# Records provided
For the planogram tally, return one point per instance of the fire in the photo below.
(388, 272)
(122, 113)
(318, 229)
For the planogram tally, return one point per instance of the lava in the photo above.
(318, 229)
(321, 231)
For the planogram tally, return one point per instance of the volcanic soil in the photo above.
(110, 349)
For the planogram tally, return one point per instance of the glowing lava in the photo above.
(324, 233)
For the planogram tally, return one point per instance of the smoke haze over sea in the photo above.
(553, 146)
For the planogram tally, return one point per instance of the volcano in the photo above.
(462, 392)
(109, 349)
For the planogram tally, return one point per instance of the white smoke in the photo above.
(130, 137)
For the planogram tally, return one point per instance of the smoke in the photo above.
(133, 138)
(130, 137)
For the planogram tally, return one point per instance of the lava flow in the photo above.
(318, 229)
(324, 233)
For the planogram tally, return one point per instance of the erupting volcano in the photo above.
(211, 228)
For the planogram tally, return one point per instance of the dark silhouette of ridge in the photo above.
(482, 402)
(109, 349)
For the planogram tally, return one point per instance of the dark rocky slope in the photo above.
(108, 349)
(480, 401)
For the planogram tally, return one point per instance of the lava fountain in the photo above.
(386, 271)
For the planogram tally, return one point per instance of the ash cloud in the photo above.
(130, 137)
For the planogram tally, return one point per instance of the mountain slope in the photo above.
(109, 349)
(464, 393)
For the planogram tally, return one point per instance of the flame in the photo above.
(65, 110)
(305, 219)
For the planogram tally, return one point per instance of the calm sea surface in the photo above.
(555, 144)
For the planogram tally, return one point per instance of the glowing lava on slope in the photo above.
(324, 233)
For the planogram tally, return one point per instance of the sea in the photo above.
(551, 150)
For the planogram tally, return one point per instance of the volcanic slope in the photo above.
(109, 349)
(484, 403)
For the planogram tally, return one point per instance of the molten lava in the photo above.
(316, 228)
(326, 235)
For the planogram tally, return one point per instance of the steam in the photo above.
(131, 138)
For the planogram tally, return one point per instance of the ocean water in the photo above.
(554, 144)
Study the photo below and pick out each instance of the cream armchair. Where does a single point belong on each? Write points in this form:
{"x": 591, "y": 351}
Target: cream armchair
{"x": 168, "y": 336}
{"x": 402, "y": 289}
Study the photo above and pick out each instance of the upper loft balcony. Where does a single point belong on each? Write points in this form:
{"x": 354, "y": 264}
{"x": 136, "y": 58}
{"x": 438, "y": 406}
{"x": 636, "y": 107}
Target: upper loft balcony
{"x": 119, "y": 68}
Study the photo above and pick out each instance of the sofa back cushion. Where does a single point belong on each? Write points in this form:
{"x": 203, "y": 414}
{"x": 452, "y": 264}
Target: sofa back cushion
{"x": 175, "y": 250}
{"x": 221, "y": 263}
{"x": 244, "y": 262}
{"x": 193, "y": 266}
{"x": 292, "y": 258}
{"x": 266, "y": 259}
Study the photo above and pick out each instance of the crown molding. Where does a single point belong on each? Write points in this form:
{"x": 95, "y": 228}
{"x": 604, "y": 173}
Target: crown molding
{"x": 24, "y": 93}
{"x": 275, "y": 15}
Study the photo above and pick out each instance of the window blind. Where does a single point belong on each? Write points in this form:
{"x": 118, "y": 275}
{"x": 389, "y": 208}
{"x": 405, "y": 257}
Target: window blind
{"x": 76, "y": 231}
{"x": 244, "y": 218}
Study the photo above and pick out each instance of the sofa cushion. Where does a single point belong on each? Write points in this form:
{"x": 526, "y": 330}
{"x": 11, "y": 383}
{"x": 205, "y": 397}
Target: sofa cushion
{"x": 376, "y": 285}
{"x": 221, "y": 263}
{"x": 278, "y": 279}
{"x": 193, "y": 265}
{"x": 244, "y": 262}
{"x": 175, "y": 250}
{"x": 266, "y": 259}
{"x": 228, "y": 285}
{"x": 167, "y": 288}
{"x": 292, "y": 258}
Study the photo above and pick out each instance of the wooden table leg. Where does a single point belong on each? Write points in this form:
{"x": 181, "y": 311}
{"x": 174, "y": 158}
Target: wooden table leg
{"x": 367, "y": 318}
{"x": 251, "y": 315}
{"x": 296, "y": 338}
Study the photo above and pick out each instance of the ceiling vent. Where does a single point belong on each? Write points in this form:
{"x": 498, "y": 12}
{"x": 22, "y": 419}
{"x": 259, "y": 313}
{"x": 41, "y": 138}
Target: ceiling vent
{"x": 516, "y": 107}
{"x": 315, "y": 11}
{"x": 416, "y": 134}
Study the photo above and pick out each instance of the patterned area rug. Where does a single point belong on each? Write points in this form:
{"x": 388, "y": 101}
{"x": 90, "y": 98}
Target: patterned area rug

# What is required
Transcribe all lines as written.

# Solution
For the planogram tally, return one point per instance of the fire in the photo below.
(388, 272)
(122, 113)
(318, 229)
For the planogram tally, return one point per instance of the lava in the photo above.
(318, 229)
(321, 231)
For the planogram tally, return one point per instance of the volcanic soil in the photo above.
(110, 349)
For the planogram tally, return one point per instance of the glowing lava in the photo above.
(324, 233)
For the planogram tally, return one point per instance of the smoke haze over sea in the photo above.
(553, 146)
For the planogram tally, return one point per instance of the volcano in the photo above.
(462, 392)
(109, 349)
For the planogram tally, return one point per instance of the white smoke in the photo above.
(130, 137)
For the planogram tally, return one point per instance of the smoke in the photo above.
(133, 138)
(130, 137)
For the planogram tally, return one point per instance of the lava flow in the photo above.
(318, 229)
(324, 233)
For the planogram tally, return one point per instance of the erupting volcano in the photo above.
(211, 228)
For the planogram tally, return one point per instance of the dark silhouette of ridge in the photo above.
(482, 402)
(109, 349)
For the planogram tally, return one point per instance of the dark rocky slope in the photo above.
(108, 349)
(480, 401)
For the planogram tally, return one point per instance of the lava fountain in the photo above.
(386, 271)
For the planogram tally, return one point per instance of the ash cloud in the photo above.
(130, 137)
For the planogram tally, return one point per instance of the mountain slope in the photo above.
(109, 349)
(464, 393)
For the planogram tally, return one point per instance of the flame in the photo above.
(65, 110)
(305, 219)
For the planogram tally, return one point per instance of the calm sea surface in the photo above.
(555, 144)
For the planogram tally, return one point per instance of the glowing lava on slope in the photo above.
(324, 233)
For the planogram tally, return one point per instance of the sea in the photo above.
(551, 150)
For the planogram tally, return one point per instance of the volcanic slope in the photo above.
(109, 349)
(484, 403)
For the planogram tally, return one point per instance of the molten lava in the photo above.
(316, 228)
(326, 235)
For the planogram tally, return one point per instance of the steam in the photo above.
(131, 138)
For the planogram tally, return one point per instance of the ocean water in the photo above.
(554, 144)
Study the photo below and pick out each instance of the cream armchair. Where does a single point belong on each? Write points in this form:
{"x": 591, "y": 351}
Target: cream armchair
{"x": 168, "y": 336}
{"x": 402, "y": 289}
Study the photo above and pick out each instance of the upper loft balcony. Where does a single point belong on each? Write points in this form:
{"x": 354, "y": 264}
{"x": 136, "y": 58}
{"x": 438, "y": 406}
{"x": 636, "y": 107}
Target: upper loft balcony
{"x": 119, "y": 68}
Study the photo above and pick out each instance of the sofa back cushion. Where does a single point belong on each? Write points in this form:
{"x": 203, "y": 414}
{"x": 452, "y": 264}
Target: sofa back cushion
{"x": 175, "y": 250}
{"x": 221, "y": 263}
{"x": 244, "y": 262}
{"x": 193, "y": 266}
{"x": 292, "y": 258}
{"x": 266, "y": 259}
Study the photo above and pick out each instance of the crown molding. Where does a single point belong on each? Write points in this form:
{"x": 95, "y": 228}
{"x": 604, "y": 173}
Target: crown molding
{"x": 24, "y": 93}
{"x": 275, "y": 15}
Study the photo above and pick out each instance of the window blind. Where does a single point belong on each? Write points in this form:
{"x": 118, "y": 275}
{"x": 389, "y": 208}
{"x": 405, "y": 257}
Target: window blind
{"x": 76, "y": 231}
{"x": 244, "y": 218}
Study the photo above and pick out each instance of the sofa cushion. Where does a single point belong on each? Write points in this form:
{"x": 526, "y": 330}
{"x": 11, "y": 383}
{"x": 205, "y": 397}
Target: sofa cushion
{"x": 376, "y": 285}
{"x": 221, "y": 263}
{"x": 278, "y": 279}
{"x": 193, "y": 265}
{"x": 244, "y": 262}
{"x": 175, "y": 250}
{"x": 266, "y": 259}
{"x": 228, "y": 285}
{"x": 167, "y": 288}
{"x": 292, "y": 258}
Study the photo above and pick out each instance of the wooden table leg. Where does a single point belong on each? Write points in this form:
{"x": 181, "y": 311}
{"x": 174, "y": 158}
Target: wooden table leg
{"x": 367, "y": 318}
{"x": 251, "y": 315}
{"x": 296, "y": 338}
Study the photo above and pick out each instance of the ceiling vent. Where does a single point belong on each? Write points in this form:
{"x": 498, "y": 12}
{"x": 22, "y": 419}
{"x": 259, "y": 313}
{"x": 41, "y": 138}
Target: ceiling vent
{"x": 516, "y": 107}
{"x": 315, "y": 11}
{"x": 416, "y": 134}
Study the photo above and pick out each instance of the patterned area rug. Where does a single point belong on each? Write points in this form:
{"x": 388, "y": 101}
{"x": 90, "y": 98}
Target: patterned area rug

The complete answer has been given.